___ SELECTED TEXT ___
Like most older Cubans, she lives with her whole family. She shares a two-room apartment south of the city with her husband, their son, pregnant daughter and twin 14-month-old granddaughters.
Her husband, retired, refuses to work anymore. They fight about her other jobs.
"Why are you working there?'' he yells. "You are a slave.''
"I'm not a slave," she answers. "I have to help our daughter.''
Their daughter's pregnancy has left her bedridden. The family sleeps in one room on two beds pushed together. Maria can't remember the last time she made love with her husband.
She has just one full day a week to spend at home, on Sunday. Instead of taking her granddaughters to the zoo or the National Aquarium, she needs that time to cook and clean the apartment.
She spends most of the rest of the week cleaning and washing laundry at a home where tourists rent rooms. It is also done "under the table.'' It pays $15 a month, more than double her pension and equal to the average national salary.
And one day a week, she's here on the Malecon. On a good afternoon, after eight hours, she can make a $3 profit.
But Maria's enterprise carries a risk. She needs a license to sell popcorn, which is why she asked to withhold her last name.
She never got a license because the flat tax that comes with it would wipe out more than half of what she earns selling popcorn. If the police catch her - and they do check - she faces a fine that would put her back nine months in pension payments.
Those payments were part of what's considered the most generous and costliest pension system in Latin America, Mesa-Lago said.
By the end of the 1980s, the plan implemented by Fidel Castro's revolution covered more than 90 percent of the labor force. Most workers don't pay into the system, and state businesses pay only a 12 percent payroll tax toward social security pensions.
Then came the collapse of the Soviet Union, Cuba's chief trading partner, and the island's economy took a nosedive in the 1990s. Costs have skyrocketed, more so with the recent tightening of the U.S. embargo, and pensions have not kept pace.
More Cubans are retiring and living longer - Cuba is proud of its long life expectancy. But that means retirees draw on the system longer. Employer contributions to pensions are not enough, Mesa-Lago said.
Last year's Cuban budget shows a deficit of 1.4-billion pesos, or $70-million, in the pension system. The government has plugged the hole and managed to make small increases to pensions. But it did so with cutbacks in other social priorities, like education and health care, Mesa-Lago said.
___
● **WHAT YOU WILL DO**
**1.** Answer these from the Cuban pension article:
(a) How much does Maria's cleaning job pay per month?
(b) What profit can she make on a good afternoon selling popcorn?
(c) What deficit does last year's Cuban budget show in the pension system?
**2.** Rewrite the paragraph of the Cuban pension article beginning "She never got a license" as a short bulleted list that keeps its main facts.
**3.** Carry the Cuban pension article forward from the end of its last paragraph.
The data placed after the Cuban pension article is separate material, unrelated to it.
___ DATA LISTING ___
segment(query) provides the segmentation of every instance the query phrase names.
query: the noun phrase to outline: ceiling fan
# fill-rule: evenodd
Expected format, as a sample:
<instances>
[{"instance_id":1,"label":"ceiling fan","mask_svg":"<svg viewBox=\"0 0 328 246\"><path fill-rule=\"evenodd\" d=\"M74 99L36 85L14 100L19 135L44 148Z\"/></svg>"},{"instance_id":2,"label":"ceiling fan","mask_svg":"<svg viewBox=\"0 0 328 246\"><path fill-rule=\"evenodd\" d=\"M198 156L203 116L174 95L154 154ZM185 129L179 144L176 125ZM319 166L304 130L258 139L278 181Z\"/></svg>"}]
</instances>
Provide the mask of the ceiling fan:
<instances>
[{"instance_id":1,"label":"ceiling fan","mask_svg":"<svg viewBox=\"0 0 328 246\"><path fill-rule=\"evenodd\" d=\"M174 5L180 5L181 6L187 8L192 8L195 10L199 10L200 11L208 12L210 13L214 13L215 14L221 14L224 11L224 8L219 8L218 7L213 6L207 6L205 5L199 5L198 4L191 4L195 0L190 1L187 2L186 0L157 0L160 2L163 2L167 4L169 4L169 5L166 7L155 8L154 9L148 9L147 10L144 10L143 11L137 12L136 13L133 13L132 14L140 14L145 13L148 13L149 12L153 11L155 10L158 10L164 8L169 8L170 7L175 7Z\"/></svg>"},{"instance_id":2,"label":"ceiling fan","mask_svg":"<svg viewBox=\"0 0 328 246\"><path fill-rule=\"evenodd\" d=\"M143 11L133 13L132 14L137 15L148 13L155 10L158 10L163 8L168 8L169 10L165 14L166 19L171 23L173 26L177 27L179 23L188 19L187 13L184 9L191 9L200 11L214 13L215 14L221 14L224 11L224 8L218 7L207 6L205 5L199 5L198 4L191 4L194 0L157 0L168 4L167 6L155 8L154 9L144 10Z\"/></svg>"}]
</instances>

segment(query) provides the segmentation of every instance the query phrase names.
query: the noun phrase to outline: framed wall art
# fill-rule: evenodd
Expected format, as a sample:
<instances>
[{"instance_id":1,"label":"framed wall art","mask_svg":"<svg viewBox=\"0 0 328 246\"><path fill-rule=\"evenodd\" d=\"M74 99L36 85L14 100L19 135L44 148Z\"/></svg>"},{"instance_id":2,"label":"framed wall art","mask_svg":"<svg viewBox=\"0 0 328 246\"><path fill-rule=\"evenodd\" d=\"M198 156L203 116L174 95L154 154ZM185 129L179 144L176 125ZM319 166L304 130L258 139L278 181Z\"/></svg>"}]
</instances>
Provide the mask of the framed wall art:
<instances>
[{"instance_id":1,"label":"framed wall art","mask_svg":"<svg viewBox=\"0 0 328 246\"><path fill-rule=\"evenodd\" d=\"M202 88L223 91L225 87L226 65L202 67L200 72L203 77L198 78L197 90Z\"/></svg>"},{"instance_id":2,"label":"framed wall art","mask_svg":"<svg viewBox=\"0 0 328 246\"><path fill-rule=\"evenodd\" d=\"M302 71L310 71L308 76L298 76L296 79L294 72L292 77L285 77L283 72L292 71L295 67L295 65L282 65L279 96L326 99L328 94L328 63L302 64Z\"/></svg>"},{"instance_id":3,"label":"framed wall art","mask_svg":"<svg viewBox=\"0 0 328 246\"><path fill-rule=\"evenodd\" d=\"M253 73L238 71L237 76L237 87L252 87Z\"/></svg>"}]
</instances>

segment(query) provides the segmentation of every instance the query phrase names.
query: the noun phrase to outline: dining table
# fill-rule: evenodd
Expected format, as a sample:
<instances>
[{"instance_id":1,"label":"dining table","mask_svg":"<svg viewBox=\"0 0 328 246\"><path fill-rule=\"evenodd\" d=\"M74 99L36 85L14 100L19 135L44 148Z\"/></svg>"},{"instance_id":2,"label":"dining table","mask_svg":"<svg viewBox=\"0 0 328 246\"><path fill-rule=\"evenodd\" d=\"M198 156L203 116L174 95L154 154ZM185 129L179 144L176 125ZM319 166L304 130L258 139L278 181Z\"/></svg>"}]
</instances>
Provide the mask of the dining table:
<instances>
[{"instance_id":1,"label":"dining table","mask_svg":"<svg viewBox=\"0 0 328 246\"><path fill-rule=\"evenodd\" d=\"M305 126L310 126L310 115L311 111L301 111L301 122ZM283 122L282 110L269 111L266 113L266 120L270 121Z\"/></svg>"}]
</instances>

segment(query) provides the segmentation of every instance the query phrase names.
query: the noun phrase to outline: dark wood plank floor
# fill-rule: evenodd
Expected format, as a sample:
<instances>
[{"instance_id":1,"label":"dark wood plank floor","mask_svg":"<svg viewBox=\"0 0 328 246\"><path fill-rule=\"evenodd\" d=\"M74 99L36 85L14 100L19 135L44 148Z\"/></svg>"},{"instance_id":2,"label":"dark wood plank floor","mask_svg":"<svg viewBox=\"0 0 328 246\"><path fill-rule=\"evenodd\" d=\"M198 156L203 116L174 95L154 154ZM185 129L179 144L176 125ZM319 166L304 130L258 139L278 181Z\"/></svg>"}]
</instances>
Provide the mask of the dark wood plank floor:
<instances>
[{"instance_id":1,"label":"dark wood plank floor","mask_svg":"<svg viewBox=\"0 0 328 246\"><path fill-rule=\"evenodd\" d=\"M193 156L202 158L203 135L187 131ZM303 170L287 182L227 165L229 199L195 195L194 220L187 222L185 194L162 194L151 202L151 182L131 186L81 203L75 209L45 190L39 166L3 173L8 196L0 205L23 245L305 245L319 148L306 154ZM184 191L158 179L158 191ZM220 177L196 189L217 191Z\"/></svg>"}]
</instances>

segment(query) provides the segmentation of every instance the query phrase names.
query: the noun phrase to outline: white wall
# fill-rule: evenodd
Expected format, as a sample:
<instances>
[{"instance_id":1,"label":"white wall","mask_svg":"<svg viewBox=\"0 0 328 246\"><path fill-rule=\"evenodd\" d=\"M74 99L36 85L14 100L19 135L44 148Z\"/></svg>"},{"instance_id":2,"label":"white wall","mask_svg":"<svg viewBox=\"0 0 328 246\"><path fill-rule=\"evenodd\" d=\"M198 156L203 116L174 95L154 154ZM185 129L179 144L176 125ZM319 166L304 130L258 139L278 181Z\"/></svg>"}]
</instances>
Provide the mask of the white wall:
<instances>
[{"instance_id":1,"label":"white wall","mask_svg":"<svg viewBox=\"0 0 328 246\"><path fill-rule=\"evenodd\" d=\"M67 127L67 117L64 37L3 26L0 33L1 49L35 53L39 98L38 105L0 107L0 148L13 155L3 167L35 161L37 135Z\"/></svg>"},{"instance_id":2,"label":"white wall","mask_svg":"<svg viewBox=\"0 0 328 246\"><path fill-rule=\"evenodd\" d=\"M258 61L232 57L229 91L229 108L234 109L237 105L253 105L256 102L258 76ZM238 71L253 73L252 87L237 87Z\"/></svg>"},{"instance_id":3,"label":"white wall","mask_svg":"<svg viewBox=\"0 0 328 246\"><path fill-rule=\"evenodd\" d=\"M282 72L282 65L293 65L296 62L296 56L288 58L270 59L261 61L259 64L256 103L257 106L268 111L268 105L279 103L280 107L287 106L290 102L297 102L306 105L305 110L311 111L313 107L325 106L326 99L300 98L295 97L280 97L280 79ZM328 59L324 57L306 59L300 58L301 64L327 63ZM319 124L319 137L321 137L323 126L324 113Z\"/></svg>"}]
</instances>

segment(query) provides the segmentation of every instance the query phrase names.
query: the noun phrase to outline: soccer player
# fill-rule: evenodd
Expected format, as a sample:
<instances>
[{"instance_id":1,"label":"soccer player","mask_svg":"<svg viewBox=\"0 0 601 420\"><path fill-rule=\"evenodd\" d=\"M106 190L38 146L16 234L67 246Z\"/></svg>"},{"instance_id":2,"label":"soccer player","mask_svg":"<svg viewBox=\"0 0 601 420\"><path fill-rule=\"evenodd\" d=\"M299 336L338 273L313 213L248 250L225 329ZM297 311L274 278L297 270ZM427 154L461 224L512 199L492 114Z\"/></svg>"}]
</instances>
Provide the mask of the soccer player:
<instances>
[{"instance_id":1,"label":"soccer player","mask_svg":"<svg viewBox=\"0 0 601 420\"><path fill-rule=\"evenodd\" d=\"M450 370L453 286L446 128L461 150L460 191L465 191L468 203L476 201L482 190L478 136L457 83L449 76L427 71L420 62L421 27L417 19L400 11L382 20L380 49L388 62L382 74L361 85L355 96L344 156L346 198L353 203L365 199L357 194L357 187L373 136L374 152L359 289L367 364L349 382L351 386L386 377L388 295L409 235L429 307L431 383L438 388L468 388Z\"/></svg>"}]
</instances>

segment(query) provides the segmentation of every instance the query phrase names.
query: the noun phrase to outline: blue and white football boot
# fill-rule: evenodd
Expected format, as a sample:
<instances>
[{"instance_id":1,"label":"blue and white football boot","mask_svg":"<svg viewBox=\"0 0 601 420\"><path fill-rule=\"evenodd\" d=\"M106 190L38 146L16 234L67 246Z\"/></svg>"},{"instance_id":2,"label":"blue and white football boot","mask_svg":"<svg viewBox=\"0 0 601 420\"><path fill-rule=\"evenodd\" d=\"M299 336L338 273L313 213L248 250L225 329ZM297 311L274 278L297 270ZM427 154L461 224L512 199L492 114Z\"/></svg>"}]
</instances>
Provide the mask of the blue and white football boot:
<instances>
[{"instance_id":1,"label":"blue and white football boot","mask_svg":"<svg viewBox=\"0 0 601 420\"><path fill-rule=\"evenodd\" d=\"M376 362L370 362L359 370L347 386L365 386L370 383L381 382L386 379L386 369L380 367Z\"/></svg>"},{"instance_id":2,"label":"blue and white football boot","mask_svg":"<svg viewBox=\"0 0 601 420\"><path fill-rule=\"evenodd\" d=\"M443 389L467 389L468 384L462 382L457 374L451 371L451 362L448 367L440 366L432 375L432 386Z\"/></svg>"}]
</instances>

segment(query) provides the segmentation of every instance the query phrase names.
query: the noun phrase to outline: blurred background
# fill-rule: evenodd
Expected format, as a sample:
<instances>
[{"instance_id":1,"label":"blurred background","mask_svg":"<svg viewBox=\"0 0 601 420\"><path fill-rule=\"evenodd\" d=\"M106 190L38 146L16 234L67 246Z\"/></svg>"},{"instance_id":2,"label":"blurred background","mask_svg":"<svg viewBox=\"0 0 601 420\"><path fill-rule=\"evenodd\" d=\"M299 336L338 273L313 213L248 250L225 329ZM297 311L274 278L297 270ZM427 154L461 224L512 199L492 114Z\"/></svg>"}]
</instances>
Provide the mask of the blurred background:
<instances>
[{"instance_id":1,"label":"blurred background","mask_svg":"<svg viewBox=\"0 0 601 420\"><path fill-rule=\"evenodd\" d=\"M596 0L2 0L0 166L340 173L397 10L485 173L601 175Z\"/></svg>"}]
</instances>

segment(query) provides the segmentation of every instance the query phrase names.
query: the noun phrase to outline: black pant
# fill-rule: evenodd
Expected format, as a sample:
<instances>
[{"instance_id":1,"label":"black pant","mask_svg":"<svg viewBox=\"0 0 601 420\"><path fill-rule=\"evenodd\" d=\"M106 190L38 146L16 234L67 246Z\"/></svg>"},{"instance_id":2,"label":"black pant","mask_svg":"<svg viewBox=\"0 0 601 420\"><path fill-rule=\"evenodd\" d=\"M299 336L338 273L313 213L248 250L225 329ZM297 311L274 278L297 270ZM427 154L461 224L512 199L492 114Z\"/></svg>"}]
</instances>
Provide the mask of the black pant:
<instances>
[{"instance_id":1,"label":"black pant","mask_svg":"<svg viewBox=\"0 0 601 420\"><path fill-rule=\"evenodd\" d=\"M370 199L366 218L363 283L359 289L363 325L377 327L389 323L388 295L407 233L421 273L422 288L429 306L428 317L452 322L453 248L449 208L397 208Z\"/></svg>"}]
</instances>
___
● **ANSWERS TO THE EXERCISE**
**1.**
(a) $15 a month.
(b) $3, after eight hours.
(c) 1.4-billion pesos, or $70-million.

**2.**
- Maria never got a license because its flat tax would take more than half of her popcorn earnings.
- Police do check.
- If caught, she faces a fine that would set her back nine months in pension payments.

**3.**
Complicating matters, Cuba's future work force is falling behind. The birth rate is plummeting as young couples leave the island or have fewer children because of economic hardships.
By 2025, experts predict that Cuba will have the oldest population in the region. And by then, the ratio of active workers to pensioners will drop to just 1.5.
Recent articles in Cuban newspapers address the crisis and draw attention to existing help, including nursing homes and "grandparent circles'' that provide meals, medicine and social workers for the elderly.
The Cuban government is counting on families to go on caring for their parents and grandparents at home while the government provides additional soup kitchens and house calls to ease the burden, according to published reports.
Some government officials in Cuba have proposed offering incentives for workers to retire later in exchange for higher pensions. The minimum retirement age for women is 55; for men, it's 60.
The proposal was never approved.
Carlos Lage, a key member of the provisional government headed by Raul Castro, said recently that the current communist system "was not as ideal as the one we wished for, or achieved years ago." But, he said, "our people today enjoy rights that for billions of people on the planet aren't even imaginable. ... No one lacks the opportunity to study, or a job."
For her part, Maria isn't going anywhere. She loves her country, the warmth of its people and their willingness to help each other, she said, even as she counted about $1 in sales for the day.
Business was as listless as the breeze, so as the sun moved behind a bank of clouds she decided to head home.
She had to get up early for work.
Times researcher John Martin contributed.